## Exercise requirements
a - In the letters to the editor, who proposed the War Powers Consultation Act?
b - Continue the letters to the editor, picking up after the final sentence of the assisted suicide letter.

So, contrary to the rhetoric, Iran will not attack Israel, with or without nuclear weapons.

Friday, July 25, 2008

Reminded of Harrison Bergeron

Canvassing Fairness
Washington Times, July 22, 2008, at 24.

If the Fairness Doctrine ("Keep free speech free," Editorial, July 11) makes it onto President Bush's desk for signature, he should sign it immediately. With Sen. Barack Obama raising more money and spending more on advertising, this will give Sen. John McCain an opportunity to rebut everything via a commercial of his own - even if he cannot afford it. That is only "fair," after all.

I am sure this government-mandated "Air America" will be as popular as the original and destined to the same fate.

More on Executive Power

Who Decides Whether We Go to War
Washington Post, July 15, 2008, at A18

Discussing the War Powers Act, David S. Broder wrote that "its constitutionality is suspect." Many constitutional scholars share that view. Nevertheless, Mr. Broder supports the War Powers Consultation Act proposed by former secretaries of state James A. Baker III and Warren Christopher. It is not entirely clear, however, why the president can be forced to "consult" with Congress with regards to executive decisions but cannot be bound by Congress's time limits.

Congress already has the power of the purse, and that is more than any piece of legislation could offer it.

Sunday, June 29, 2008

Assisted Suicide

Caution on right to die
Los Angeles Times, June 28, 2008, at M2.

Re "A personal battle over right to die," June 22

If the issue of assisted suicide was simply about autonomy, personal choice and respect, then it would be an easy call: Let the terminally ill die with dignity. Unfortunately, other influences could affect this choice.

Insurance companies could have an incentive to "assist" terminally ill patients end their suffering. It is no doubt cheaper to prescribe a lethal dose of barbiturates than to manage a patient's suffering for months or years. Also, there could be self-imposed pressure to "choose" death to reduce the financial burden and, possibly, maximize inheritance.

## Stored items

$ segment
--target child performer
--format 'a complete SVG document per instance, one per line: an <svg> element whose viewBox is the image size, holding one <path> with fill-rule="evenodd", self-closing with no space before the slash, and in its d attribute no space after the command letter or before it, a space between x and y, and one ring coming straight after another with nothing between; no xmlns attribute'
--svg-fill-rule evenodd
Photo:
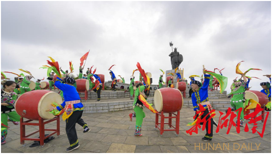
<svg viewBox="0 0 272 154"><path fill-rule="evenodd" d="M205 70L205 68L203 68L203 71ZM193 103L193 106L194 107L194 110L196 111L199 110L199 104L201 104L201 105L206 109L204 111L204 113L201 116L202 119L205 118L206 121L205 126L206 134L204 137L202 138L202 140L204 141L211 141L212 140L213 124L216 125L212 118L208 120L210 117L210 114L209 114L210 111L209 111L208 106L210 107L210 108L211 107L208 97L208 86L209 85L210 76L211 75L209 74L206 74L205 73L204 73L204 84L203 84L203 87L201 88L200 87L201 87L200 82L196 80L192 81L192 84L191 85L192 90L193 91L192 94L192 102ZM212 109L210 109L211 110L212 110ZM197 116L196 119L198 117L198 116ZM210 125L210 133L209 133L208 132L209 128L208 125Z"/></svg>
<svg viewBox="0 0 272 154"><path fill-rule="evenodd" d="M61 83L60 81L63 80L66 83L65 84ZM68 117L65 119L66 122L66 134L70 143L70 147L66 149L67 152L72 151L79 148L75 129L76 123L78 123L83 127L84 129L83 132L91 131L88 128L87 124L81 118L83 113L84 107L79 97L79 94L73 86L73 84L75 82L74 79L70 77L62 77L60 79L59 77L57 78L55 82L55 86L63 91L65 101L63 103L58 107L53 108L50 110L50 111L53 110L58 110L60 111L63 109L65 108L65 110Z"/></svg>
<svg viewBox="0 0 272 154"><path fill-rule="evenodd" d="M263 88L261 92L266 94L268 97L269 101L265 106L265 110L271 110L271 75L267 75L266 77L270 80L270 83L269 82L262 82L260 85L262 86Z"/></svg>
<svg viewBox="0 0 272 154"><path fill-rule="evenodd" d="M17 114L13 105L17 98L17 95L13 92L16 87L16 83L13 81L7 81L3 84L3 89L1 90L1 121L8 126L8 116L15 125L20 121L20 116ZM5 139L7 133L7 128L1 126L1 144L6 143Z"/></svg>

## Responses by item number
a - Former secretaries of state James A. Baker III and Warren Christopher.

b -
Any assisted-suicide law must be carefully drafted to minimize the risk of outside influence.

Monday, June 23, 2008

Passport release article revisited

Passport Release
Riverside Lawyer, July 2008, at 10.

An updated version of my "expert advice" column, "No Pay, No International Play," originally published in California Lawyer magazine in Sept. 2005, was published in this month's Riverside Lawyer. In addition to updating the article, I also included an insert discussing other changes to federal law affecting child support.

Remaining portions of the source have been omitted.